Source text:
--- --- ---
This style really celebrates rectangular shapes and grey, black, and white tones. Adding industrial touches like black metal sconces or window frames, or rough-hewn wooden tables with riveted metal frames, emphasizes the style’s harder edges even more.

That said, modern farmhouse spaces really can feel cozy, family-friendly, and sophisticated when done with care. The trick to making this style feel welcoming is to layer each room with the following:

  • Texture
  • Hints of sparkle and shine
  • Toasty, earthy, airy, or verdant shades that remind us of nature
  • A sense of personal history
  • Soft places to land and snuggle up to

How to cozy things up

A midcentury modern wooden table lamp with a low linen cylinder shade sits at left on top of a rustic wooden chest with dinged up wooden doors and drawer. Behind the chest is a large round mirror with a pale wooden frame hanging on the wall. A black and gold rectangular mirror rests atop the chest, partly covering the round one. In front of the mirrors are two rectangular woven seagrass boxes topped by two black and gold books. Next to them are a brown glass candle, lit, and a black matte ceramic vase holding dried thin branches ending in tiny, soft buds.
--- --- ---
Data provided:
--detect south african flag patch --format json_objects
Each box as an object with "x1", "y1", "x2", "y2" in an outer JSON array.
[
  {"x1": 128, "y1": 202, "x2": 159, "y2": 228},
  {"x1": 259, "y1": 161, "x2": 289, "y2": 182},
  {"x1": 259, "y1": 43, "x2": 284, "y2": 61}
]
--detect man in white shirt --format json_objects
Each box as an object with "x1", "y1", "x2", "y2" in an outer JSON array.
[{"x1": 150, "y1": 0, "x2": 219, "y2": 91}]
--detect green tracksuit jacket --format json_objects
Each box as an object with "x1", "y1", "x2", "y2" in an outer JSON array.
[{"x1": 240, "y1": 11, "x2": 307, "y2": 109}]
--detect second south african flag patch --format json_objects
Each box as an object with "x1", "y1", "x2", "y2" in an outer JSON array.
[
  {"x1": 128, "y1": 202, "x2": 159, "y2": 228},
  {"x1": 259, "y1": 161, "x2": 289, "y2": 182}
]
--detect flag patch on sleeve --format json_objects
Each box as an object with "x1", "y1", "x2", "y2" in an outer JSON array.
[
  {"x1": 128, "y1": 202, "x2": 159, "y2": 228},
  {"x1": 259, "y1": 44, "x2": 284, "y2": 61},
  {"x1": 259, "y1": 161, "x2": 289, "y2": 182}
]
--- --- ---
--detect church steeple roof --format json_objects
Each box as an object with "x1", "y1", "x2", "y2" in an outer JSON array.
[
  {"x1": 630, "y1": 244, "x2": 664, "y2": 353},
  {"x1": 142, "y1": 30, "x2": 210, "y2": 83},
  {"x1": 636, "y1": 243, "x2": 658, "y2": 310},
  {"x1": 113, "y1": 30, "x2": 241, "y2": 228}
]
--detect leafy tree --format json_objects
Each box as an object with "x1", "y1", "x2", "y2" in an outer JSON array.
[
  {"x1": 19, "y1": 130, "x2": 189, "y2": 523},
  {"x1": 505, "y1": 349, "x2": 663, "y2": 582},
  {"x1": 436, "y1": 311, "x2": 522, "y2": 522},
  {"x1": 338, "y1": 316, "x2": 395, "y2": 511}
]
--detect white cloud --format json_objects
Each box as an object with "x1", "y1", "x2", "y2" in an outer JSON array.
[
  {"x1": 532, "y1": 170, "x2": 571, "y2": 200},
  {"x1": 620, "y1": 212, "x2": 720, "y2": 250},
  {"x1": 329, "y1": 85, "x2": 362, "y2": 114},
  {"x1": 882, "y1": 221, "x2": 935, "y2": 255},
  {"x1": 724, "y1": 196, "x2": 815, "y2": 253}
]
--- --- ---
Brief: List each thing that the text on modern farmhouse style says to layer into every room to make the style feel welcoming.

Task response:
- Texture
- Hints of sparkle and shine
- Toasty, earthy, airy, or verdant shades that remind us of nature
- A sense of personal history
- Soft places to land and snuggle up to